Your goal — The response should be the data again, identical in every line.

---

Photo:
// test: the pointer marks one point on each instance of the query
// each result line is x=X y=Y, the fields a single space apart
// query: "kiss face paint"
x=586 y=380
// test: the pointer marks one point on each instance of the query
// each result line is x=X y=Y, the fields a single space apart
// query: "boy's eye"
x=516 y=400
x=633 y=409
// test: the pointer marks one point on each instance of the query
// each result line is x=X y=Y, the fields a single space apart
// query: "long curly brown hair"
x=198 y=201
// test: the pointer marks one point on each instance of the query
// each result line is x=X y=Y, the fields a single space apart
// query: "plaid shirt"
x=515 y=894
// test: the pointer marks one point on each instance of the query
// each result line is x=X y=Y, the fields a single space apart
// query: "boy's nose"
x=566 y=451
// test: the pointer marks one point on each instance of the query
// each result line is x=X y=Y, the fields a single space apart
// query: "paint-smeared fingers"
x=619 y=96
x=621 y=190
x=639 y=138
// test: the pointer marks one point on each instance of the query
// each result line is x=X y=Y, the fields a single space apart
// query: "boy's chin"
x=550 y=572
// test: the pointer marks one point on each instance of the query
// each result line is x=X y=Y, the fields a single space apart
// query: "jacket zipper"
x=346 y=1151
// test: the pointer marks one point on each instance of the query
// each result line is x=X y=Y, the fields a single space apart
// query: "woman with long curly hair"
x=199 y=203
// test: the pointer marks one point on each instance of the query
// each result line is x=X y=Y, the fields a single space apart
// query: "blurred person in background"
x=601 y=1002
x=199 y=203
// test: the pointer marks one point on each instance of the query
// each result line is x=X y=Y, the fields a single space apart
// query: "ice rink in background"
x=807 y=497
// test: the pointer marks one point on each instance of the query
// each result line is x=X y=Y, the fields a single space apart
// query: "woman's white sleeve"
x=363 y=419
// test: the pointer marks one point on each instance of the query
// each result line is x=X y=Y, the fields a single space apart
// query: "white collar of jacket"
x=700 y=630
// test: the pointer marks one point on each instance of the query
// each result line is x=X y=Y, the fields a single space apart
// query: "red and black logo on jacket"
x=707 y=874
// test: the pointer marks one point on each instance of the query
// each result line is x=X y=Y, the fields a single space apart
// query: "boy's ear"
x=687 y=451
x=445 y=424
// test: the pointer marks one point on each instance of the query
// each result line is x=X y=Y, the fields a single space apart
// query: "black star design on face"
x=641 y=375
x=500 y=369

---

Solution for this task —
Photo:
// test: the pointer marks one point on each instance of the query
// each result line is x=X y=Y, the fields a single space apart
// query: "kiss face paint"
x=586 y=380
// test: the pointer marks one point on each instance of the query
// each result line is x=X y=Y, the fields a single space apart
// query: "boy's eye"
x=516 y=400
x=633 y=409
// test: the pointer marks one point on each instance of the query
// each result line is x=X y=Y, the fields a single space apart
// query: "long curly brown hair"
x=198 y=201
// test: the pointer marks one point on each instance of the query
// each result line is x=X y=Y, the fields a single space apart
// query: "plaid shirt"
x=515 y=894
// test: the pointer marks one point on each instance of the query
// each result line is x=X y=Y, the fields a single space apart
// query: "boy's nose"
x=566 y=451
// test: the pointer marks one point on each instance of the query
// each result line is x=X y=Y, the fields a single space apart
// query: "paint-smeared fingers"
x=619 y=96
x=621 y=190
x=639 y=138
// test: the pointer marks one point on each instance of the query
// each result line is x=X y=Y, the fields a single space apart
// query: "boy's chin"
x=550 y=572
// test: the pointer marks one point on each instance of the query
// each result line is x=X y=Y, the fields a single space apart
// query: "jacket zipper"
x=346 y=1151
// test: the pointer marks one point on each instance of the query
// each result line is x=X y=Y, the fields a single space apart
// query: "woman with long curly hair"
x=199 y=203
// test: the pointer marks one point on each instance of the query
// each result line is x=X y=Y, the fields a single space apart
// query: "blurred person in background"
x=601 y=1002
x=199 y=203
// test: the pointer marks one point on each instance of the query
// each result line is x=X y=Y, the fields a single space apart
// query: "ice rink in background"
x=807 y=497
// test: the pointer marks one point on each instance of the query
// each result line is x=X y=Y, the fields a single space apart
// query: "woman's white sleeve"
x=363 y=419
// test: the pointer marks one point on each instance of the query
// each result line is x=X y=Y, the fields a single space apart
// query: "white collar of jacket"
x=700 y=630
// test: the pointer marks one point on each instance of the query
// each result line is x=X y=Y, the fields a single space apart
// query: "red and black logo on jacket"
x=707 y=874
// test: the pointer marks one point on each instance of the query
// each result line is x=X y=Y, the fields a single space apart
// query: "boy's ear"
x=687 y=451
x=445 y=424
// test: the pointer marks one point on each instance of the query
// each result line is x=X y=Y, the fields a single space apart
// query: "black star design on face"
x=641 y=375
x=500 y=369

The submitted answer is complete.